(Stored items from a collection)
——
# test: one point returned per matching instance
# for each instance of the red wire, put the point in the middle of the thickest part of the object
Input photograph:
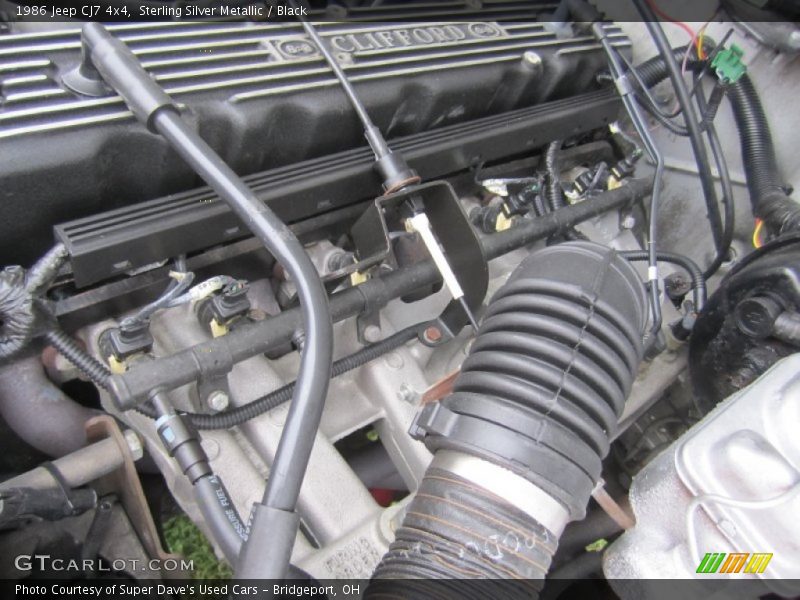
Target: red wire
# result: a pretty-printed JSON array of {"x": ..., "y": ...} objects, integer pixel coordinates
[{"x": 667, "y": 17}]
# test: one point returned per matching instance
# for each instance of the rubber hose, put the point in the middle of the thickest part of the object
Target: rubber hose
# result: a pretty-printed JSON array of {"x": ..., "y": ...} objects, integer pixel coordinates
[
  {"x": 555, "y": 195},
  {"x": 538, "y": 398},
  {"x": 19, "y": 302},
  {"x": 86, "y": 363},
  {"x": 242, "y": 414},
  {"x": 471, "y": 525},
  {"x": 768, "y": 199},
  {"x": 690, "y": 117},
  {"x": 220, "y": 515},
  {"x": 698, "y": 279}
]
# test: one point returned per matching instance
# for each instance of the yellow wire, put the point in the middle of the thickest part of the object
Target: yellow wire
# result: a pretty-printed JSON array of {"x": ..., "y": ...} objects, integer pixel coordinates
[
  {"x": 700, "y": 38},
  {"x": 757, "y": 233}
]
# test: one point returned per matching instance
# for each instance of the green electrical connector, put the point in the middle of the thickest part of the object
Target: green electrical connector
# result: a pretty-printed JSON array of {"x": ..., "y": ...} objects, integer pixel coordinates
[
  {"x": 728, "y": 64},
  {"x": 597, "y": 545}
]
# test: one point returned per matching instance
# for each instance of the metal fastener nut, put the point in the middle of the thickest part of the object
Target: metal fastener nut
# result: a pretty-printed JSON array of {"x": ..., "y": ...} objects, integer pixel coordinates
[
  {"x": 372, "y": 333},
  {"x": 218, "y": 401}
]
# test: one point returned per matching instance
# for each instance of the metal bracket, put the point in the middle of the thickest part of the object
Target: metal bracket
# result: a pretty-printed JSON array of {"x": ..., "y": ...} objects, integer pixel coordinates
[{"x": 452, "y": 228}]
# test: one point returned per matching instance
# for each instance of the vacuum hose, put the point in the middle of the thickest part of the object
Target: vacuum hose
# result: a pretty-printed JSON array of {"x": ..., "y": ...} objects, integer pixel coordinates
[
  {"x": 770, "y": 202},
  {"x": 518, "y": 445}
]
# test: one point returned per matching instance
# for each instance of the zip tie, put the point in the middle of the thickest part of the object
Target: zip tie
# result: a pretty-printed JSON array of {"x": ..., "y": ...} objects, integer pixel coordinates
[{"x": 422, "y": 225}]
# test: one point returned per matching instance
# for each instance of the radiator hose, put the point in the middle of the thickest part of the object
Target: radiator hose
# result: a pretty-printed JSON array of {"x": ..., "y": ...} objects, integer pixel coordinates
[
  {"x": 769, "y": 200},
  {"x": 518, "y": 445}
]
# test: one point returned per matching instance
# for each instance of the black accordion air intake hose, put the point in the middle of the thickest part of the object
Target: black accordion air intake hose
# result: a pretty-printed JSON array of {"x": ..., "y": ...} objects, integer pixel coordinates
[{"x": 518, "y": 445}]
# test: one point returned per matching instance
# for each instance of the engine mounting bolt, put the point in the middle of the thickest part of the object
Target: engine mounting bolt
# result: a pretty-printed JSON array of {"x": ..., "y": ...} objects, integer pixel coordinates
[
  {"x": 532, "y": 58},
  {"x": 432, "y": 334},
  {"x": 407, "y": 394},
  {"x": 134, "y": 444},
  {"x": 218, "y": 401},
  {"x": 372, "y": 333}
]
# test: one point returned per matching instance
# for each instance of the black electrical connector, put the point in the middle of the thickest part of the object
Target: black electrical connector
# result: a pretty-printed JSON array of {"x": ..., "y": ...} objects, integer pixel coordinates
[{"x": 121, "y": 69}]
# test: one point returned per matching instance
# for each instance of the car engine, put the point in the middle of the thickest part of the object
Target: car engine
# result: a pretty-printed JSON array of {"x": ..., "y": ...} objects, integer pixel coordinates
[{"x": 404, "y": 293}]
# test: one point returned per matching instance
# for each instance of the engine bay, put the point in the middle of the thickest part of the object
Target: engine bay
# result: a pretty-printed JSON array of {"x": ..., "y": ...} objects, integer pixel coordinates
[{"x": 403, "y": 294}]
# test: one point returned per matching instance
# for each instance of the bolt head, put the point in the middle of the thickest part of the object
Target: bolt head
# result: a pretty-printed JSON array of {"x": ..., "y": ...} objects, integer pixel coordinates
[
  {"x": 218, "y": 401},
  {"x": 407, "y": 394},
  {"x": 532, "y": 58},
  {"x": 134, "y": 444},
  {"x": 372, "y": 333},
  {"x": 432, "y": 334}
]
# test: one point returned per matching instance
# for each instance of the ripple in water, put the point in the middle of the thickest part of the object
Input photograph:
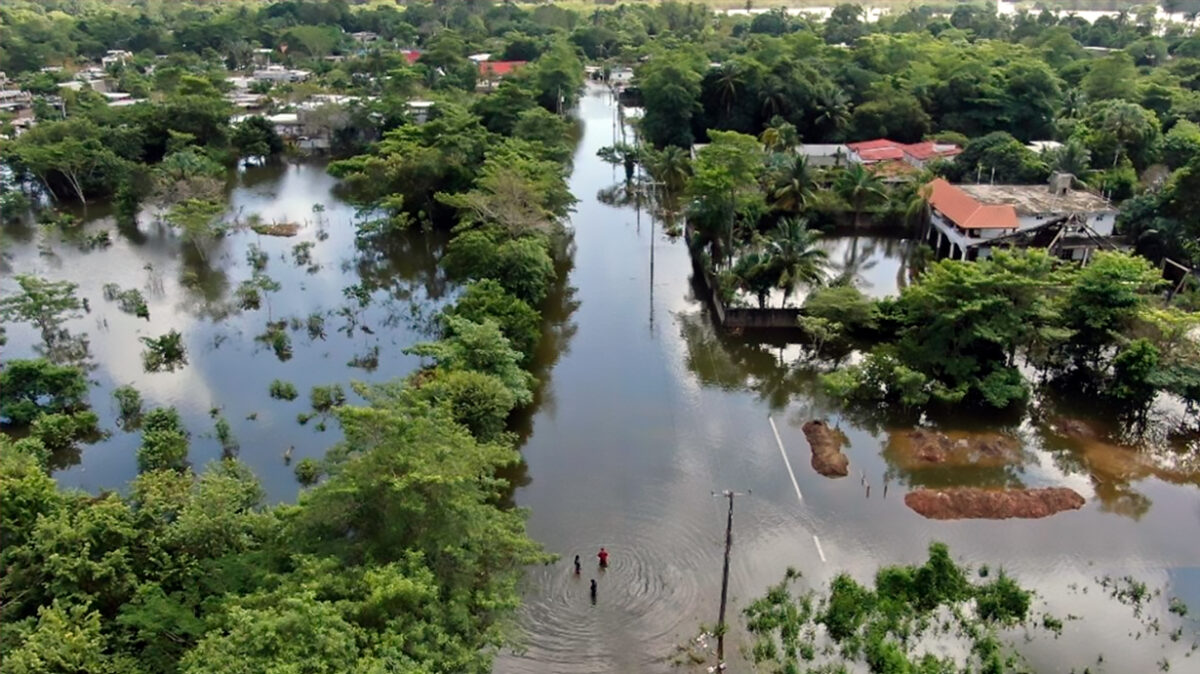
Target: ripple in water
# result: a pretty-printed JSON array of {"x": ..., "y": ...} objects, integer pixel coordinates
[{"x": 649, "y": 600}]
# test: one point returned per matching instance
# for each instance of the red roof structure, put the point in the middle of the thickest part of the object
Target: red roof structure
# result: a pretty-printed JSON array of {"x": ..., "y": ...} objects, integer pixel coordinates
[
  {"x": 490, "y": 70},
  {"x": 965, "y": 211},
  {"x": 882, "y": 150},
  {"x": 877, "y": 150}
]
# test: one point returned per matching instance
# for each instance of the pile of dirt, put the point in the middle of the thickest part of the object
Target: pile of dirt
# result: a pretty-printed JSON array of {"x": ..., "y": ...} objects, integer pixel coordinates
[
  {"x": 276, "y": 229},
  {"x": 972, "y": 503},
  {"x": 826, "y": 443},
  {"x": 1074, "y": 428},
  {"x": 922, "y": 446}
]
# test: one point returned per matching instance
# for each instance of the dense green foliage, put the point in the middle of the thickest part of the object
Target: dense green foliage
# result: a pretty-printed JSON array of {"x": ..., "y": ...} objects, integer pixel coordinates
[
  {"x": 397, "y": 555},
  {"x": 30, "y": 387},
  {"x": 900, "y": 624},
  {"x": 959, "y": 332}
]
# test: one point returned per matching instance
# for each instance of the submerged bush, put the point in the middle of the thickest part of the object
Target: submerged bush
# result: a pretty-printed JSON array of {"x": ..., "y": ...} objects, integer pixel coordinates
[
  {"x": 282, "y": 390},
  {"x": 309, "y": 471}
]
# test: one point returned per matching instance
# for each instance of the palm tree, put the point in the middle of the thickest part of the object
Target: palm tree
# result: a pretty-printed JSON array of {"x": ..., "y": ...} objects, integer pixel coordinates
[
  {"x": 859, "y": 187},
  {"x": 670, "y": 168},
  {"x": 793, "y": 186},
  {"x": 1125, "y": 121},
  {"x": 1073, "y": 102},
  {"x": 833, "y": 110},
  {"x": 1073, "y": 157},
  {"x": 795, "y": 256},
  {"x": 730, "y": 82},
  {"x": 779, "y": 136},
  {"x": 754, "y": 274}
]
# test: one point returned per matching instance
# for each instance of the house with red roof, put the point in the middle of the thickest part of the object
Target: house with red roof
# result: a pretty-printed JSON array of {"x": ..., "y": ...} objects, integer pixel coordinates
[
  {"x": 492, "y": 72},
  {"x": 915, "y": 154},
  {"x": 970, "y": 220}
]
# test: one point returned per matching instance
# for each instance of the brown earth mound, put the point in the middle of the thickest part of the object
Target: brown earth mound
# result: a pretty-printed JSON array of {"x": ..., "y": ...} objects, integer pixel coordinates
[
  {"x": 972, "y": 503},
  {"x": 921, "y": 446},
  {"x": 826, "y": 443}
]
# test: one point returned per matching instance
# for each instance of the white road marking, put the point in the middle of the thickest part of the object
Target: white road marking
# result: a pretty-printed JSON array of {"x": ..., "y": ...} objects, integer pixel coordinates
[
  {"x": 792, "y": 475},
  {"x": 786, "y": 463}
]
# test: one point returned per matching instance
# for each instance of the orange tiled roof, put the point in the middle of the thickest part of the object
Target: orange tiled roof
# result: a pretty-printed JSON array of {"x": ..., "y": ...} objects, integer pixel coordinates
[
  {"x": 881, "y": 149},
  {"x": 965, "y": 211}
]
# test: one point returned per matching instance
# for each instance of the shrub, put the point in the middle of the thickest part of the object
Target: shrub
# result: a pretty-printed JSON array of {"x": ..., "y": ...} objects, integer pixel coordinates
[
  {"x": 324, "y": 398},
  {"x": 309, "y": 471},
  {"x": 282, "y": 390}
]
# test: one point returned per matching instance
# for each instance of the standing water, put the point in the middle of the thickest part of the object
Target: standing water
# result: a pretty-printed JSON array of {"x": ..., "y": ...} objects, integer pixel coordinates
[
  {"x": 651, "y": 411},
  {"x": 331, "y": 338}
]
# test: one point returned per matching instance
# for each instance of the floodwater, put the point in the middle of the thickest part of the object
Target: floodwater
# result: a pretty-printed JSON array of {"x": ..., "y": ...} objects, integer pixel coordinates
[
  {"x": 646, "y": 411},
  {"x": 227, "y": 367},
  {"x": 651, "y": 411}
]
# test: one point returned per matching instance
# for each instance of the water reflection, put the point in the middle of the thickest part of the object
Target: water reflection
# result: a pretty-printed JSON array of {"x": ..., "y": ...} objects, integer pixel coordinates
[{"x": 315, "y": 335}]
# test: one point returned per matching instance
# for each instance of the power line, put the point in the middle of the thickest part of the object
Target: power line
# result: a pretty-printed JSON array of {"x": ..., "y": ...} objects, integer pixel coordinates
[{"x": 725, "y": 578}]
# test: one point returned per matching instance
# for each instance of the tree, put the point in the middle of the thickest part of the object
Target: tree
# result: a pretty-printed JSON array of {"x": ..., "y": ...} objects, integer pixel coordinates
[
  {"x": 163, "y": 441},
  {"x": 792, "y": 185},
  {"x": 725, "y": 188},
  {"x": 198, "y": 220},
  {"x": 1103, "y": 298},
  {"x": 795, "y": 256},
  {"x": 479, "y": 347},
  {"x": 671, "y": 95},
  {"x": 486, "y": 299},
  {"x": 1122, "y": 128},
  {"x": 165, "y": 353},
  {"x": 891, "y": 114},
  {"x": 31, "y": 387},
  {"x": 859, "y": 187},
  {"x": 43, "y": 304},
  {"x": 1111, "y": 77}
]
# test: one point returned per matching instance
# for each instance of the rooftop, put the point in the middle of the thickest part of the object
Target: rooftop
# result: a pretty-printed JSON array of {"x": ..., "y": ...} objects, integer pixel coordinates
[
  {"x": 1037, "y": 199},
  {"x": 881, "y": 149},
  {"x": 967, "y": 212}
]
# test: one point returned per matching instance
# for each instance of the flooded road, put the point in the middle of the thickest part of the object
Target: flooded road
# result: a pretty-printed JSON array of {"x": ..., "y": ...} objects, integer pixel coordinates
[
  {"x": 651, "y": 410},
  {"x": 646, "y": 411}
]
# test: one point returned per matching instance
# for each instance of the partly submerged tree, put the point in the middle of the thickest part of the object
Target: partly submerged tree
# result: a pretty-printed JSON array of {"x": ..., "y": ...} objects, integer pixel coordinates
[{"x": 796, "y": 256}]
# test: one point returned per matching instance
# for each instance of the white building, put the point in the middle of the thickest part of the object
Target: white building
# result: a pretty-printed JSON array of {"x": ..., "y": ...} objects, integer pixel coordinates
[
  {"x": 969, "y": 220},
  {"x": 822, "y": 155},
  {"x": 281, "y": 74},
  {"x": 115, "y": 56}
]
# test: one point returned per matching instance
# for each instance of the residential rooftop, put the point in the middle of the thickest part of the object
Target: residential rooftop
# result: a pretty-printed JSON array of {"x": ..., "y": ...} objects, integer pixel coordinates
[{"x": 1038, "y": 199}]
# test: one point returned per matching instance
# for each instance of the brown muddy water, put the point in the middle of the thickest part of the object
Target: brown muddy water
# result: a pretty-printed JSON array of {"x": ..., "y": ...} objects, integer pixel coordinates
[{"x": 646, "y": 410}]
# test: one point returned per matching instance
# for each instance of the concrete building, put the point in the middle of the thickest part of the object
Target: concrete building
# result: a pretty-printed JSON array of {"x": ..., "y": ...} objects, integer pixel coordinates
[
  {"x": 882, "y": 150},
  {"x": 419, "y": 110},
  {"x": 15, "y": 100},
  {"x": 967, "y": 221},
  {"x": 277, "y": 74},
  {"x": 825, "y": 155},
  {"x": 492, "y": 72},
  {"x": 114, "y": 56}
]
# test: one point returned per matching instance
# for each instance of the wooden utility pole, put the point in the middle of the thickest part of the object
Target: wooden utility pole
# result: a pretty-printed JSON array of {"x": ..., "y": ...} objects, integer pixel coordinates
[{"x": 725, "y": 581}]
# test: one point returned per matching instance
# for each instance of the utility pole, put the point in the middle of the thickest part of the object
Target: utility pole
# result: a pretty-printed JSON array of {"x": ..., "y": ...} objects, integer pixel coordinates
[{"x": 725, "y": 581}]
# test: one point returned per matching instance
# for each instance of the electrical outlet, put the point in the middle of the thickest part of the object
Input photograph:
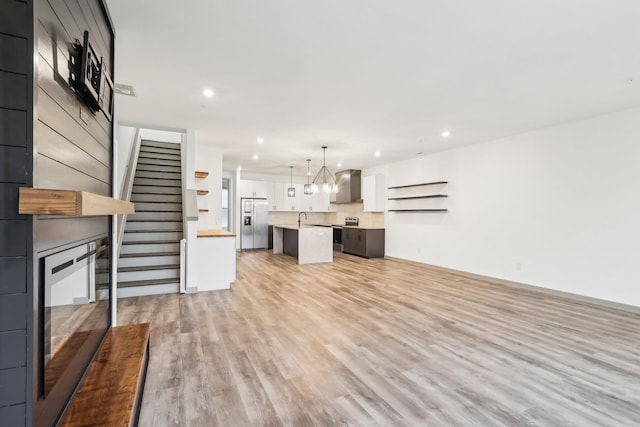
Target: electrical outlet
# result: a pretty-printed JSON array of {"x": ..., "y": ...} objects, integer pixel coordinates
[{"x": 84, "y": 116}]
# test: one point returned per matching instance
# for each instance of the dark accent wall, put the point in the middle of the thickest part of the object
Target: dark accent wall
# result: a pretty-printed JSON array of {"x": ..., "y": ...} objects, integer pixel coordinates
[{"x": 16, "y": 154}]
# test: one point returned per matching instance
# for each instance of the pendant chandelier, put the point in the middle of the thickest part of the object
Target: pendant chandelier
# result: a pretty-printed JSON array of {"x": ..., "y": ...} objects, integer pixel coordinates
[
  {"x": 291, "y": 191},
  {"x": 308, "y": 188},
  {"x": 324, "y": 178}
]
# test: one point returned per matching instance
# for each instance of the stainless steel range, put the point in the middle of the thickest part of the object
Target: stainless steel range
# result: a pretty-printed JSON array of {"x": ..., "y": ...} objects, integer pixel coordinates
[{"x": 350, "y": 221}]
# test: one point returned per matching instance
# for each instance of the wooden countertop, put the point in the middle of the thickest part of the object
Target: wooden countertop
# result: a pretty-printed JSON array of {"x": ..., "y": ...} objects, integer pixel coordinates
[{"x": 215, "y": 233}]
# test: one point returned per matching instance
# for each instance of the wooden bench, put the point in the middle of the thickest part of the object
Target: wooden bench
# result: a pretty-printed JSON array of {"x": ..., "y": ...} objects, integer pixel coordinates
[{"x": 110, "y": 394}]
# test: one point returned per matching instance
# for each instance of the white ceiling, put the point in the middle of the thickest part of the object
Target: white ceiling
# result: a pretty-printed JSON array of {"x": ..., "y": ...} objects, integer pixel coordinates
[{"x": 369, "y": 75}]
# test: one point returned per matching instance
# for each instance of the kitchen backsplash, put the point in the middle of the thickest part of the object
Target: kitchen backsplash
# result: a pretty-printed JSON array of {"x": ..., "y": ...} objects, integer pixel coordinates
[{"x": 367, "y": 219}]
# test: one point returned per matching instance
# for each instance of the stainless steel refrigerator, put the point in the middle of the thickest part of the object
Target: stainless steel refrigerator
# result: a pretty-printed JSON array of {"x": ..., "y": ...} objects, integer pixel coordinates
[{"x": 254, "y": 220}]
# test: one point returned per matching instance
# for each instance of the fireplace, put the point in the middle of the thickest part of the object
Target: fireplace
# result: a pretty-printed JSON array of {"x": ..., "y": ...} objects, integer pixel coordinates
[{"x": 74, "y": 315}]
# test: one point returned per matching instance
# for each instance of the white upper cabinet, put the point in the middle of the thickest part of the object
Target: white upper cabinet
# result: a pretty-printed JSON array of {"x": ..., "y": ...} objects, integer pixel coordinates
[
  {"x": 374, "y": 193},
  {"x": 248, "y": 188}
]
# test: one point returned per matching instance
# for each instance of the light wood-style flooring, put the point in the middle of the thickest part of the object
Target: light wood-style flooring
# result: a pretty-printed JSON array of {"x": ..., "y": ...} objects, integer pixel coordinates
[{"x": 381, "y": 342}]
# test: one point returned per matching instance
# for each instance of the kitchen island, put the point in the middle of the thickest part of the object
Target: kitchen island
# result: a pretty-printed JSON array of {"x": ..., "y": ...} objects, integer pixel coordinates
[{"x": 309, "y": 244}]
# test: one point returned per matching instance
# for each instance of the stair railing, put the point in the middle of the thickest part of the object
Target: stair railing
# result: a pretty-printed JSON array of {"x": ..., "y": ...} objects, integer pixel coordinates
[{"x": 127, "y": 188}]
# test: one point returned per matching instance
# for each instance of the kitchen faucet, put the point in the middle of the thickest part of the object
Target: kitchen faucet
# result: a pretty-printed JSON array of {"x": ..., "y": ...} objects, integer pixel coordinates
[{"x": 305, "y": 217}]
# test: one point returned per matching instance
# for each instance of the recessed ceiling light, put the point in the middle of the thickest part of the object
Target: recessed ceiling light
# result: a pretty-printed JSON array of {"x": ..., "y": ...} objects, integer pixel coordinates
[{"x": 124, "y": 89}]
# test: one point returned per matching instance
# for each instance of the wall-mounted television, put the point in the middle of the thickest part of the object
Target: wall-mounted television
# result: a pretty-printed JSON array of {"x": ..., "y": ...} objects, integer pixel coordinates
[{"x": 90, "y": 78}]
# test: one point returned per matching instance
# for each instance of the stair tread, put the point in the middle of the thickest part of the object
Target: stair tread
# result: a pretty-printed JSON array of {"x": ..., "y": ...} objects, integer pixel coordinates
[
  {"x": 156, "y": 201},
  {"x": 149, "y": 268},
  {"x": 153, "y": 210},
  {"x": 147, "y": 282},
  {"x": 153, "y": 231},
  {"x": 151, "y": 242},
  {"x": 149, "y": 254},
  {"x": 151, "y": 220}
]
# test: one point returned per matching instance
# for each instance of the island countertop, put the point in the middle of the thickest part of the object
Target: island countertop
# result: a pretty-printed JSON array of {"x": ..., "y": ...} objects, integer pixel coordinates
[
  {"x": 307, "y": 243},
  {"x": 215, "y": 233}
]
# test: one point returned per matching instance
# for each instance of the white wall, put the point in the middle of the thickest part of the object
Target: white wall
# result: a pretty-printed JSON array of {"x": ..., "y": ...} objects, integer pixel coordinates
[{"x": 557, "y": 208}]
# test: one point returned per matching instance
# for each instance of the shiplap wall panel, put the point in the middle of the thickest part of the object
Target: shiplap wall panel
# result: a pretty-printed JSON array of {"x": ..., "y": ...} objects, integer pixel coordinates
[
  {"x": 13, "y": 128},
  {"x": 13, "y": 165},
  {"x": 53, "y": 73},
  {"x": 55, "y": 146},
  {"x": 14, "y": 19},
  {"x": 57, "y": 176},
  {"x": 12, "y": 243},
  {"x": 55, "y": 233},
  {"x": 16, "y": 164},
  {"x": 12, "y": 88},
  {"x": 9, "y": 358},
  {"x": 14, "y": 395},
  {"x": 13, "y": 279},
  {"x": 11, "y": 57},
  {"x": 14, "y": 415},
  {"x": 73, "y": 151}
]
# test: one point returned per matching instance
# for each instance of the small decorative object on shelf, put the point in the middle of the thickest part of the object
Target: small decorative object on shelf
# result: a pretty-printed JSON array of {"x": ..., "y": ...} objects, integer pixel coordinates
[{"x": 423, "y": 197}]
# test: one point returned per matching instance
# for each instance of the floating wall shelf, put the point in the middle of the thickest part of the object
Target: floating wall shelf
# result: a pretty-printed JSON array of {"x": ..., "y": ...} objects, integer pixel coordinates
[
  {"x": 431, "y": 196},
  {"x": 418, "y": 210},
  {"x": 418, "y": 185},
  {"x": 39, "y": 201}
]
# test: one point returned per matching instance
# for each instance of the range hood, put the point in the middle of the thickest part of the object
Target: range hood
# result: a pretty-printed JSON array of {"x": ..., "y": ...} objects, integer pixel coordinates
[{"x": 349, "y": 186}]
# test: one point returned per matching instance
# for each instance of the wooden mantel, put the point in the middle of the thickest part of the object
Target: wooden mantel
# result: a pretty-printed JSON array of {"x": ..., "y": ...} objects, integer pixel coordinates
[{"x": 38, "y": 201}]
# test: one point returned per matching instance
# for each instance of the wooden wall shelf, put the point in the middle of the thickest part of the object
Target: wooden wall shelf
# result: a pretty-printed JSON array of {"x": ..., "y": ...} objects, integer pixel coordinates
[
  {"x": 418, "y": 210},
  {"x": 431, "y": 196},
  {"x": 39, "y": 201},
  {"x": 418, "y": 185}
]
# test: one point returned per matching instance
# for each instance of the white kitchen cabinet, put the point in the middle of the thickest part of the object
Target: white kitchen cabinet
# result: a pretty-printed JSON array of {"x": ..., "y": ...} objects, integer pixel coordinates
[{"x": 373, "y": 193}]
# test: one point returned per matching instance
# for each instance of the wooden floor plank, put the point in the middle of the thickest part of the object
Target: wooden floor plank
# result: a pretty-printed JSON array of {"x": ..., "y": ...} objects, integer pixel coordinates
[{"x": 383, "y": 342}]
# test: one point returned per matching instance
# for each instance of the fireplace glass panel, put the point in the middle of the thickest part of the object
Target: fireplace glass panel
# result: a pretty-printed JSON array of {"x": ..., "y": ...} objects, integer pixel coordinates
[{"x": 76, "y": 309}]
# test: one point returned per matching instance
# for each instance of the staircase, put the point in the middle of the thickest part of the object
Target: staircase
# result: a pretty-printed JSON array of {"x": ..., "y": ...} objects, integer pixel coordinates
[{"x": 149, "y": 260}]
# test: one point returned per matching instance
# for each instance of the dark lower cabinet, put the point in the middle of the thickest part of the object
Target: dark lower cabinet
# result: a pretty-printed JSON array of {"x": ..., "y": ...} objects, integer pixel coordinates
[{"x": 364, "y": 242}]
——
Set problem - Count the lines in the records above that contain the string "railing", and reply with only that number.

Response for this exercise - 2